— Start EXTRACT TO READ —

# Myontonic Buck w/ Blue Eyes



## Broken J-6 (Jul 9, 2010)

I have a commercial herd of approx. 100 mixed goats. I have purchased 2 Myontonics bucks for the purpose of adding more meat. One of the bucks has blue eyes. Is this common in the Myontonic breeed? Will breeding a blue eyed buck to my commercial herd have any negitave affects ? I am trying to build my herd up, so I am keeping most of the doelings back for breeding stock.

Thanks.


----------



## kelebek (Oct 5, 2007)

Honestly, I am not sure about if it will have effects on a commercial farm - however, I see that almost all of the myos in this area have blue eyes!


----------



## myfainters (Oct 30, 2009)

Blue eyes is common in the myotonic breed. If you are asking "does this lead to eye problems" the answer is no. As far as commercial sales go... I don't think people would care about eye color in a goat they are eating.... of course... I have heard stranger things so maybe they would??? LOL Maybe some of the commercial breeders can chip in here?

— End EXTRACT TO READ —
— Start ROWS —

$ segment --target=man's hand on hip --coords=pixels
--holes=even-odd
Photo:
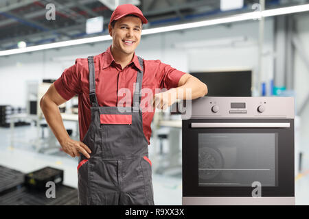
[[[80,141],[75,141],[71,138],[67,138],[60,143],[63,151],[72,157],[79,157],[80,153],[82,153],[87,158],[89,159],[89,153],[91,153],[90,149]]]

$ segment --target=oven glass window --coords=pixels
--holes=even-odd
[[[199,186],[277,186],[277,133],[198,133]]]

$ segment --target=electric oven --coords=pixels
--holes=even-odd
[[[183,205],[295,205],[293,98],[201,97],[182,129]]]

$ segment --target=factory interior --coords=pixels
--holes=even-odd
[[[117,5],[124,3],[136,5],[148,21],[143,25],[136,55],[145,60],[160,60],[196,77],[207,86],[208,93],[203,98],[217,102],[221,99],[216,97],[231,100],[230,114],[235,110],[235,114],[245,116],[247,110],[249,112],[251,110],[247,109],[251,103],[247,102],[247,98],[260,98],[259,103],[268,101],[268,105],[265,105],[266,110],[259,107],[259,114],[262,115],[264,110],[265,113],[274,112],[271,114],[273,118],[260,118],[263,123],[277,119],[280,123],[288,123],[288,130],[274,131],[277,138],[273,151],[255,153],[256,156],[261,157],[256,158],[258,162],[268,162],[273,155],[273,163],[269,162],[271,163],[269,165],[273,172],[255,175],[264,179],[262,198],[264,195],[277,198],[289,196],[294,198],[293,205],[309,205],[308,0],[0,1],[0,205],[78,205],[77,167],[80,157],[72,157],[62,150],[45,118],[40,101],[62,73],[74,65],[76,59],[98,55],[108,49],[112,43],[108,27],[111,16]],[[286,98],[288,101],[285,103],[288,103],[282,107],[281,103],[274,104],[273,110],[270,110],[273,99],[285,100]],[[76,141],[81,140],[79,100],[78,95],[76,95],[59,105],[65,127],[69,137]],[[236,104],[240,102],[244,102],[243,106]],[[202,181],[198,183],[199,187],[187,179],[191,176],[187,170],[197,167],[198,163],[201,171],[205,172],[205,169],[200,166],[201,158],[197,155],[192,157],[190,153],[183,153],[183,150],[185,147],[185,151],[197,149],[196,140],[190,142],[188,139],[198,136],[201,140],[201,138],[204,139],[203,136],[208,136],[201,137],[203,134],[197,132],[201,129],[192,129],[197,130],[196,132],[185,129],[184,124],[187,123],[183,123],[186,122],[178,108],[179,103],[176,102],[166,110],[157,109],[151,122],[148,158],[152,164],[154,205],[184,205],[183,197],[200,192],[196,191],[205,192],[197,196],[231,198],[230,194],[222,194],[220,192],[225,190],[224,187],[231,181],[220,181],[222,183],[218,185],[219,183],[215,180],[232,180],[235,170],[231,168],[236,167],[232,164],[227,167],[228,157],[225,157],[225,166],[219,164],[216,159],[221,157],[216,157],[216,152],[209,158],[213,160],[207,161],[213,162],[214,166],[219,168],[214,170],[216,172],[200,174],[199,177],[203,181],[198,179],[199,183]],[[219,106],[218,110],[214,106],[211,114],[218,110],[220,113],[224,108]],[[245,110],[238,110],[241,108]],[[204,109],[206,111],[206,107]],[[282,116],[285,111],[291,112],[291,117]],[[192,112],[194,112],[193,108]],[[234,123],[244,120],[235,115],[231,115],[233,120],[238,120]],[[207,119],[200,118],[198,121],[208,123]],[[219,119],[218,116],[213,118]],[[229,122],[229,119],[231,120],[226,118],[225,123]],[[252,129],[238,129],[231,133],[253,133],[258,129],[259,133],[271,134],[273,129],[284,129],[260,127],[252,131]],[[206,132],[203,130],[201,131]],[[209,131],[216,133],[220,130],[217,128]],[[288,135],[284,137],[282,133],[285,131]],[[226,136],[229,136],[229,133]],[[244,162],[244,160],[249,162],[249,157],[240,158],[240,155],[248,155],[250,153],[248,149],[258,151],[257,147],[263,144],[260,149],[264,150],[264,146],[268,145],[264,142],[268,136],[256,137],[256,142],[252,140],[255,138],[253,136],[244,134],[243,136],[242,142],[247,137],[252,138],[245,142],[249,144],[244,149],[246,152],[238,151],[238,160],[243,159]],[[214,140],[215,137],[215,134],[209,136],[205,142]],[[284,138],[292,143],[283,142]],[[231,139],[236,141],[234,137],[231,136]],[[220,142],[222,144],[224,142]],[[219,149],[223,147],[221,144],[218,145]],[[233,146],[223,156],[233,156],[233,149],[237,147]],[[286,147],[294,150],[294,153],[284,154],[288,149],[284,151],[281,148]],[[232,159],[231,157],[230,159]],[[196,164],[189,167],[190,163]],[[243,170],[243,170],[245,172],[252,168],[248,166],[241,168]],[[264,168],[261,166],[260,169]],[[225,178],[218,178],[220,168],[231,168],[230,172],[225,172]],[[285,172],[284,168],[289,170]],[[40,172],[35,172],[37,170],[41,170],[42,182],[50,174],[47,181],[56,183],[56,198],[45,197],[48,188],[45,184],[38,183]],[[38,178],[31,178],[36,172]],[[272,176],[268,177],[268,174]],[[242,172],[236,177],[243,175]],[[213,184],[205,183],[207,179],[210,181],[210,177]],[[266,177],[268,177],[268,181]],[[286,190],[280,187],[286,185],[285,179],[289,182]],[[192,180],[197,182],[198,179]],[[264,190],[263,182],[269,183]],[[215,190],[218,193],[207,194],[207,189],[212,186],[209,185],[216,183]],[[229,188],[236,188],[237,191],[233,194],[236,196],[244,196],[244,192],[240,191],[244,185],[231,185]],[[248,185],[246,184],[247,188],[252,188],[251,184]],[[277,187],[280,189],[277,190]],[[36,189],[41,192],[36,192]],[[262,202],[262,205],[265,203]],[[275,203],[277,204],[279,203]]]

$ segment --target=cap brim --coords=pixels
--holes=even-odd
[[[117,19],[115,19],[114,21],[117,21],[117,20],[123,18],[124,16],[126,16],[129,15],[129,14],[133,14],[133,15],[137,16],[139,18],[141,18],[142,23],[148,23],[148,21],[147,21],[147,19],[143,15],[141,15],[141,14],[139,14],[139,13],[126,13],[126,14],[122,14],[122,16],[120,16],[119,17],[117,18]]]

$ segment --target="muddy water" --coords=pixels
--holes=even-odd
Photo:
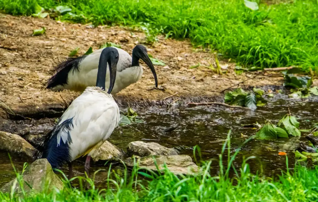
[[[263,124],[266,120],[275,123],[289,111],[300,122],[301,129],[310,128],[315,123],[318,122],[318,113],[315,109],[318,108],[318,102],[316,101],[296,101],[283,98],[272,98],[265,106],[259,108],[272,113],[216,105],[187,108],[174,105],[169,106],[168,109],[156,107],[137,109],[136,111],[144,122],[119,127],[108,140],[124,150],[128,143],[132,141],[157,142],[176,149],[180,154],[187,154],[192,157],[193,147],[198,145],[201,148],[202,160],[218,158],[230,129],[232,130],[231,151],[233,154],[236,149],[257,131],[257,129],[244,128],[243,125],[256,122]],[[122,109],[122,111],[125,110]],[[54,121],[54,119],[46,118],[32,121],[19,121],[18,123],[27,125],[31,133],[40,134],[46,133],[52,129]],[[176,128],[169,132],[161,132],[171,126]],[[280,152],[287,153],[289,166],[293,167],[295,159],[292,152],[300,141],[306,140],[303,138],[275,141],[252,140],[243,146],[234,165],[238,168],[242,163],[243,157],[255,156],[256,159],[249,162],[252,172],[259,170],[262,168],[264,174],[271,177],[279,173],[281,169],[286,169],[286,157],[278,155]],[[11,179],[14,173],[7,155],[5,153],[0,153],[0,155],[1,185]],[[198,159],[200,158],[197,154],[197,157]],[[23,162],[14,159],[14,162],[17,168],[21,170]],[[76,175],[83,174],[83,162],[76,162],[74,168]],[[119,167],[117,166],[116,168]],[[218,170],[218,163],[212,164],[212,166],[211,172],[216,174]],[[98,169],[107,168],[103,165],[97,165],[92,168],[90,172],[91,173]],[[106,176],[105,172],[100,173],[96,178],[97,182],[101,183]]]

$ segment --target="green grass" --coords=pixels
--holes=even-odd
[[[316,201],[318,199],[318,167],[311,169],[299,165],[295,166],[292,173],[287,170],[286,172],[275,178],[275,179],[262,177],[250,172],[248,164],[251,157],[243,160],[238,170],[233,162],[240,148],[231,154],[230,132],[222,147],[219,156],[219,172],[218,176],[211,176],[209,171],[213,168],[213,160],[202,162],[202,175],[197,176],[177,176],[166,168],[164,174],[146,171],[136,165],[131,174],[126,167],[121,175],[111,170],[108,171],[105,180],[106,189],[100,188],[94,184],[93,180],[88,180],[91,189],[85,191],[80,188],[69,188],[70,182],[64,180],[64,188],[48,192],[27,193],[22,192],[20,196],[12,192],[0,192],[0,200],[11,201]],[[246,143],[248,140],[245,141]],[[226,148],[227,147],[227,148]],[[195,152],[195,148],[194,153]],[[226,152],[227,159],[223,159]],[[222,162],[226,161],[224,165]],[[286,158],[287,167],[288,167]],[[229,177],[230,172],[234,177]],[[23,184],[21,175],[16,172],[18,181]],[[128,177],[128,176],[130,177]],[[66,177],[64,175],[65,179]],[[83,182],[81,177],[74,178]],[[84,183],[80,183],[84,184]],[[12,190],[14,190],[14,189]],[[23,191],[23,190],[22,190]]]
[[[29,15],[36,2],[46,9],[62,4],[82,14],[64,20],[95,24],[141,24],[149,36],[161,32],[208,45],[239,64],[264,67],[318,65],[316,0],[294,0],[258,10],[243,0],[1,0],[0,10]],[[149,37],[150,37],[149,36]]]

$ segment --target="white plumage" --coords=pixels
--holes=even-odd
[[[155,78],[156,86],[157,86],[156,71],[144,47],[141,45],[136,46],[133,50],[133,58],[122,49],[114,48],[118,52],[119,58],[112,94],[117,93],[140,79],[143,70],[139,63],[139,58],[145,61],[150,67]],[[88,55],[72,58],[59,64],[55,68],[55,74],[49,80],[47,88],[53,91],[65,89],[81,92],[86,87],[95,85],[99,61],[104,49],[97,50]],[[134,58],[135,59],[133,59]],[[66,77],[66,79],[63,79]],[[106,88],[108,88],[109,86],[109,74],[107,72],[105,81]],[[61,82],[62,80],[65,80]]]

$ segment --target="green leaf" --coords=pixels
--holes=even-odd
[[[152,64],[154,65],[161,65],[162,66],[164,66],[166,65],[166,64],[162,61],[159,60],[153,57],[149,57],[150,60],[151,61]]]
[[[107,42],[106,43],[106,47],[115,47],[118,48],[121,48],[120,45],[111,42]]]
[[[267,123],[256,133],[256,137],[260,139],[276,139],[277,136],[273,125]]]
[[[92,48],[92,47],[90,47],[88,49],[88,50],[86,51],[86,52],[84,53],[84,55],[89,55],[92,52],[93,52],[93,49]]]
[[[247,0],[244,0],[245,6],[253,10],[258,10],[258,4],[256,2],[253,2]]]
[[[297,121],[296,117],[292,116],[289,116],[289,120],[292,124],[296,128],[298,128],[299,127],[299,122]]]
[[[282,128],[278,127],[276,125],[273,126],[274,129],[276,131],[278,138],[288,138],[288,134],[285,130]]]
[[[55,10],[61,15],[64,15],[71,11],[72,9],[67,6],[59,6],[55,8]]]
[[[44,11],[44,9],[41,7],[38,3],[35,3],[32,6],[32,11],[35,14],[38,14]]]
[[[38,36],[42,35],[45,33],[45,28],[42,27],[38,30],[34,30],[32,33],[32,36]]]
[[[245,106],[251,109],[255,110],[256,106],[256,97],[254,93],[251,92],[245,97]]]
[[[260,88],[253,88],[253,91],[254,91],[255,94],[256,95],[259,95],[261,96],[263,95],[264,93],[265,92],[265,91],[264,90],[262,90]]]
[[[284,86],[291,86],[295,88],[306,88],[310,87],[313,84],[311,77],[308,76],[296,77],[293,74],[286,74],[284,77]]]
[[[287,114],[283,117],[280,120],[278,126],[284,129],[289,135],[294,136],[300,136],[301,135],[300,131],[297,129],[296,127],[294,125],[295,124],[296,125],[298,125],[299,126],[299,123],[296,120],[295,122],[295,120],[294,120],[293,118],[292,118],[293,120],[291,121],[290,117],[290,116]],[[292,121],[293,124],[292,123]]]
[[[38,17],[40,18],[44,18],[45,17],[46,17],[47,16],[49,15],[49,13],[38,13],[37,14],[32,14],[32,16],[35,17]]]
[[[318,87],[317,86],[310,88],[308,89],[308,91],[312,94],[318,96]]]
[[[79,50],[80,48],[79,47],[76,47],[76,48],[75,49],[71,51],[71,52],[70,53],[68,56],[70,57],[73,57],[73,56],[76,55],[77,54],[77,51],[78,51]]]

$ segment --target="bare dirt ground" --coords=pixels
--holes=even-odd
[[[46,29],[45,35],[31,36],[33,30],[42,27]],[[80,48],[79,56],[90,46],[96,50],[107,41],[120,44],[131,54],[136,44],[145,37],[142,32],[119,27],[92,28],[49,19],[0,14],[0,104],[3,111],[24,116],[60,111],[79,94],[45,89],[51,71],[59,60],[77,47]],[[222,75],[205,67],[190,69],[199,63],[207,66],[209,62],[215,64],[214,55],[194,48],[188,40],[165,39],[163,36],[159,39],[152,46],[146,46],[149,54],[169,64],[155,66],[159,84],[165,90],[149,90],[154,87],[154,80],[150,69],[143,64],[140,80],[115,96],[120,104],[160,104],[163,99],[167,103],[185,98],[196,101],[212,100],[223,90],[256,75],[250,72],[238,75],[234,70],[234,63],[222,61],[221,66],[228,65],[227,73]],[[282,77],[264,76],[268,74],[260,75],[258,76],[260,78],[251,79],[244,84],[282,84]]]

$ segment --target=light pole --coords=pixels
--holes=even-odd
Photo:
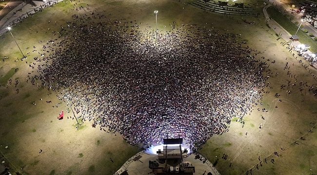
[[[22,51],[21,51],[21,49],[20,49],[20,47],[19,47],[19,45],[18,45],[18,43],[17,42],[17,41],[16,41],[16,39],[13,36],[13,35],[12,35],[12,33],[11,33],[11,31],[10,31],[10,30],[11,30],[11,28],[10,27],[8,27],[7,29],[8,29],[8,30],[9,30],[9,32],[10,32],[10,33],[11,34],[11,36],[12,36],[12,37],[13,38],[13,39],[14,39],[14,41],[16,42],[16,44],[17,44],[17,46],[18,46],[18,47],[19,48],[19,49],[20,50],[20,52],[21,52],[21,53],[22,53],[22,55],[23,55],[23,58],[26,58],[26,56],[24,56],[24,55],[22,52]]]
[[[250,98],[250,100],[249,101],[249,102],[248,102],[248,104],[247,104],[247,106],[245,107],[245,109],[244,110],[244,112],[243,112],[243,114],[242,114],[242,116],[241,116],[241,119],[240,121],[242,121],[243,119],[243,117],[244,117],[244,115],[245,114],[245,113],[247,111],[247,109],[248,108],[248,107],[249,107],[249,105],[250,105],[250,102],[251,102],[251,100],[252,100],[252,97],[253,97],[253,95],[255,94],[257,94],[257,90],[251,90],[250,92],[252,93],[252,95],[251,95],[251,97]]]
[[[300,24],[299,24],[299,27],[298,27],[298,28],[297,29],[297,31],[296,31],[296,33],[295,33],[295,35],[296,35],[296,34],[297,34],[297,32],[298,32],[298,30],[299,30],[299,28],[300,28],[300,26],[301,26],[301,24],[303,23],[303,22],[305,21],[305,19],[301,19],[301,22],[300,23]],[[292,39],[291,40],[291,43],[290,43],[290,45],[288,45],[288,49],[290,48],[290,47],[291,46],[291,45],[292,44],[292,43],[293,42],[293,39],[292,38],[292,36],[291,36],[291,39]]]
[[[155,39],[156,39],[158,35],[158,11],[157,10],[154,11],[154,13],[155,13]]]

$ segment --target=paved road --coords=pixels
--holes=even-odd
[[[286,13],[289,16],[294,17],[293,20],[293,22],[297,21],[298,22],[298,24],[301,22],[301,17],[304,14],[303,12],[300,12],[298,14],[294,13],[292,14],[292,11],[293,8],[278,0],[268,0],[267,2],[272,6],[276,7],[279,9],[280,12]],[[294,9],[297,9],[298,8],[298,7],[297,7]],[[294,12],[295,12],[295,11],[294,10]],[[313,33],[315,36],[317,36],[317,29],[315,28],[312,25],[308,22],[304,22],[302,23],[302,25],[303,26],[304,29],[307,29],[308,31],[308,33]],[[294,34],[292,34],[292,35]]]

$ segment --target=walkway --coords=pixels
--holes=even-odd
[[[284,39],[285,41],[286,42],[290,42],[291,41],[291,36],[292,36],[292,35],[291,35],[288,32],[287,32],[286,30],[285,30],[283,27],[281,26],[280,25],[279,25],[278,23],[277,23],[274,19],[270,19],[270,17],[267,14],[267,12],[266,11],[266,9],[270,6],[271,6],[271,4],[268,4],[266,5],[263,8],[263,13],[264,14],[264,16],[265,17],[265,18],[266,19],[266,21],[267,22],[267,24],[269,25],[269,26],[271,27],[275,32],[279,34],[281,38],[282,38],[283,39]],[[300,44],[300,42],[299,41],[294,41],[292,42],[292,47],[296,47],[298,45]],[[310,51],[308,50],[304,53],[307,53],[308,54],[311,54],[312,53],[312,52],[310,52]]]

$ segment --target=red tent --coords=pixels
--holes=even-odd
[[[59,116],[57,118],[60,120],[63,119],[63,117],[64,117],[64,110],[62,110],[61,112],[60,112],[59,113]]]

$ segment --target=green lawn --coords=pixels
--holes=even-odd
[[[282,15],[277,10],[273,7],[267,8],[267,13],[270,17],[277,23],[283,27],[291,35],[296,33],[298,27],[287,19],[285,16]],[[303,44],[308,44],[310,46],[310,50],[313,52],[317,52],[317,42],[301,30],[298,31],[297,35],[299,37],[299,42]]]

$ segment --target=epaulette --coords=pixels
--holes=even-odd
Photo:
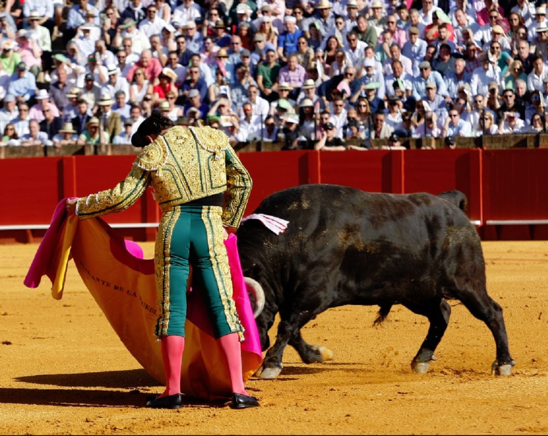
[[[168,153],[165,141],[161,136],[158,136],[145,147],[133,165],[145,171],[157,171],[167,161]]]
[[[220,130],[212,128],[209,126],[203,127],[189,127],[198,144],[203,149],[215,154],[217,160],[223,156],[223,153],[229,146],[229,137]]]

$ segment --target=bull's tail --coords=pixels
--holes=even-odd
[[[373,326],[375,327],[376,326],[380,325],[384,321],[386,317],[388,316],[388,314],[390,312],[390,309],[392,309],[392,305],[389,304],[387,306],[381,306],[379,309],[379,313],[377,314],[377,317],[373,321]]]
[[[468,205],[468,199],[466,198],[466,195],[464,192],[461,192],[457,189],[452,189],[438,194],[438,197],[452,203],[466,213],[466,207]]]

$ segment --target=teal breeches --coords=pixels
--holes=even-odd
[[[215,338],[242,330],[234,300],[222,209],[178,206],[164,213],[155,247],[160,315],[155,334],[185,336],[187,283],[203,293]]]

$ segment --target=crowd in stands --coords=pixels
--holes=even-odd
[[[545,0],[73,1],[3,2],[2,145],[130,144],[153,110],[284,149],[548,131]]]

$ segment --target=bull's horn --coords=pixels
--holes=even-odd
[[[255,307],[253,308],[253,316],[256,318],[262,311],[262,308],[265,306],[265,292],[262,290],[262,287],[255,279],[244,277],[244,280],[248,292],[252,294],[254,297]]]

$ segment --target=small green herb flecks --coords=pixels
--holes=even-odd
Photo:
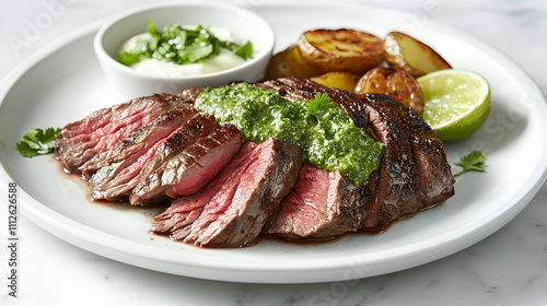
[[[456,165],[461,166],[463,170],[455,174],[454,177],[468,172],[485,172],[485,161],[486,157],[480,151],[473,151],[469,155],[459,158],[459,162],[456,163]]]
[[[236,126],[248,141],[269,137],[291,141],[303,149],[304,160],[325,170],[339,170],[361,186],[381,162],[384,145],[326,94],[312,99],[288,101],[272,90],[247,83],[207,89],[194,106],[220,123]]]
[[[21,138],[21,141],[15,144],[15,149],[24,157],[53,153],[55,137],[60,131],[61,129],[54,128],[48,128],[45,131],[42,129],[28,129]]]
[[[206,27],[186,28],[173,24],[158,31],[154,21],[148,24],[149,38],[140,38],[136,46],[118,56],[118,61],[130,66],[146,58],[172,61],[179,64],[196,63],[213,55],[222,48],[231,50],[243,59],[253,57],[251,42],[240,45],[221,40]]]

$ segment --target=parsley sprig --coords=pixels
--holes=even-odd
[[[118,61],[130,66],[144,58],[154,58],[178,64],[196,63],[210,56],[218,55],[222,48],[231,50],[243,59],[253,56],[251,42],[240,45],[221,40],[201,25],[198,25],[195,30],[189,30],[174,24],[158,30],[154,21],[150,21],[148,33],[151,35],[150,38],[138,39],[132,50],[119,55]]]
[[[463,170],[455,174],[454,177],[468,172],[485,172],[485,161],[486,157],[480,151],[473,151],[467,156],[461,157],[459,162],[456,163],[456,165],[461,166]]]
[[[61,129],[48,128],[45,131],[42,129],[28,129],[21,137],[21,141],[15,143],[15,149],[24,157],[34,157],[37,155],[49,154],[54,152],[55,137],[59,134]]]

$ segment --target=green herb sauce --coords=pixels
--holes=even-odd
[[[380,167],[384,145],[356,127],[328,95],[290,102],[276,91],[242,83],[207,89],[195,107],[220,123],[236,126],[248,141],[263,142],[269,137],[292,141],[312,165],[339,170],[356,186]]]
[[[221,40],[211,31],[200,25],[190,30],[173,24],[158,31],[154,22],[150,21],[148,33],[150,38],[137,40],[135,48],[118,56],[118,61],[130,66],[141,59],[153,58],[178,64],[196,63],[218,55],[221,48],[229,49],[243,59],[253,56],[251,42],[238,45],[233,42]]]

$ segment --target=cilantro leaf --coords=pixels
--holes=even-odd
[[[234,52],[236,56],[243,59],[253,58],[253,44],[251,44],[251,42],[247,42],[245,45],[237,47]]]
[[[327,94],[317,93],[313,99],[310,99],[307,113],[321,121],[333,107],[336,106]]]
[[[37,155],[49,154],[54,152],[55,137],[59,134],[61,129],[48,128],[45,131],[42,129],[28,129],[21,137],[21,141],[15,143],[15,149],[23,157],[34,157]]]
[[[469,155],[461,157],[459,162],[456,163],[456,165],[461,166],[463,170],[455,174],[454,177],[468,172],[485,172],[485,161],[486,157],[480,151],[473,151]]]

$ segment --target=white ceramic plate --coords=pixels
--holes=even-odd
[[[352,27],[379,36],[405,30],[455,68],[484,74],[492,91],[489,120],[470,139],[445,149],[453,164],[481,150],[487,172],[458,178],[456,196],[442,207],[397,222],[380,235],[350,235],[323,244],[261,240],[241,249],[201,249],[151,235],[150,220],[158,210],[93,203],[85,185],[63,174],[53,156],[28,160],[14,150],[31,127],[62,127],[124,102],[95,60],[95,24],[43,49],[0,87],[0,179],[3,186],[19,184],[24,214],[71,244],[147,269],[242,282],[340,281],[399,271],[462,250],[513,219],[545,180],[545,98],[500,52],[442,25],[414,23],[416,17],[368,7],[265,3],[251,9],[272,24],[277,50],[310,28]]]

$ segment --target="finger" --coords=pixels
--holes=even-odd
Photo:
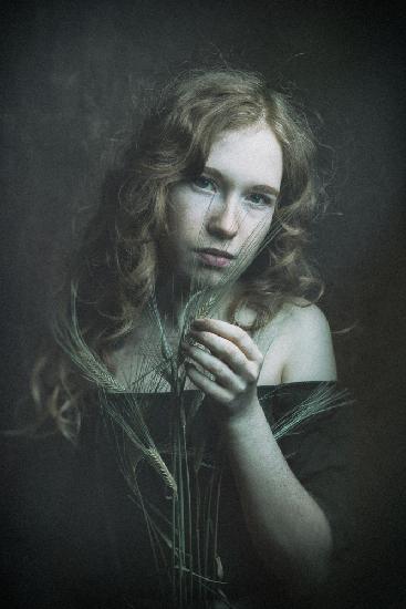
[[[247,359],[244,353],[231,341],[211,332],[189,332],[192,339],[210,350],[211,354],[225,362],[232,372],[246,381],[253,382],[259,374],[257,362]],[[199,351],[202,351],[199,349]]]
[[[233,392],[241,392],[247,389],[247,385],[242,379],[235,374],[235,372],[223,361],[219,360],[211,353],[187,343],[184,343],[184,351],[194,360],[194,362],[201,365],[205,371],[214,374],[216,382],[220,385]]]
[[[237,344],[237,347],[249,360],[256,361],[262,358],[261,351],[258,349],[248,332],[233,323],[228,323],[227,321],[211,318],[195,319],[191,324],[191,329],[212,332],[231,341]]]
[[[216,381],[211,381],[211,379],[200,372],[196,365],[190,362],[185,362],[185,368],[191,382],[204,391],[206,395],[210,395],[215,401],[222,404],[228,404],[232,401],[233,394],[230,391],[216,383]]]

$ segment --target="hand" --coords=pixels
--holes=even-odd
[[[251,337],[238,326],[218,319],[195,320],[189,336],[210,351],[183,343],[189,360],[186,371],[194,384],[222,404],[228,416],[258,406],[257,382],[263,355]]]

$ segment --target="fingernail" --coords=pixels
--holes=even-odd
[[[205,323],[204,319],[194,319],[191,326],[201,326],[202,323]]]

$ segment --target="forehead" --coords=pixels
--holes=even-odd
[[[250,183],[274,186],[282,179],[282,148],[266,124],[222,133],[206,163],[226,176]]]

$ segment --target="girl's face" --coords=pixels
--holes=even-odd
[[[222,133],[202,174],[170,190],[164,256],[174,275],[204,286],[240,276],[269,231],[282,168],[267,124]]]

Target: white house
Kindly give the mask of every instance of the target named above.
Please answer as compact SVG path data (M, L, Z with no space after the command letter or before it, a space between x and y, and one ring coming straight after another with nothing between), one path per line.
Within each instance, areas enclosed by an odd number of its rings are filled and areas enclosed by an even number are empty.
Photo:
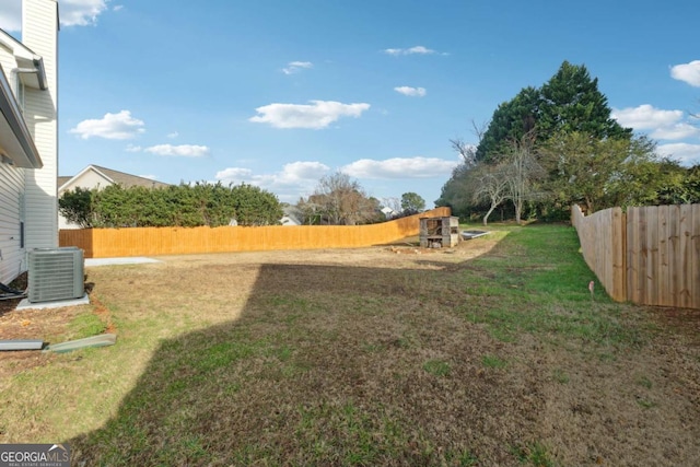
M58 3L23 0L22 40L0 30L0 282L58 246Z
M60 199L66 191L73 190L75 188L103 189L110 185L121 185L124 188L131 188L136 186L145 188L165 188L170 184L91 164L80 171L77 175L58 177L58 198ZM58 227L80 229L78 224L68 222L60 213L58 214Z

— End ROWS —

TASK DESCRIPTION
Could you continue the forum thread about the blue-eyed Myotonic buck from where it stops?

TASK OUTPUT
----------



## jdgray716 (Aug 8, 2008)

It is common in the herds that breed this. Man are since blue eyes are big for pet breeders, so yes it is becoming more common. Then you have some herds like OCR that cull any blue eyes and to my knowledge has only had one in over 30 years. It should not "hurt" anything unless you get folks that do not want them. Some folks find blue eyes in a meat goat hard to kill as it is more of a pet at that point but not everyone feels this way and not every kid out of this buck will have blue eyes. Some folks also feel blue eyes come with eye problems which I have not found but it is something people will pass on because of this at times. Worse case you sell your blue eyes for pets no biggy. I would see how it goes and if need by you can replace him should it become an issue. I think you will be fine. So far it has never hurt me at any sale. People know a good healthy goat with good muscle when they see it, blue eyes or not.


----------



## Broken J-6 (Jul 9, 2010)

Thanks for the replys, I will see how it works out. I will be putting him with some of the herd in October.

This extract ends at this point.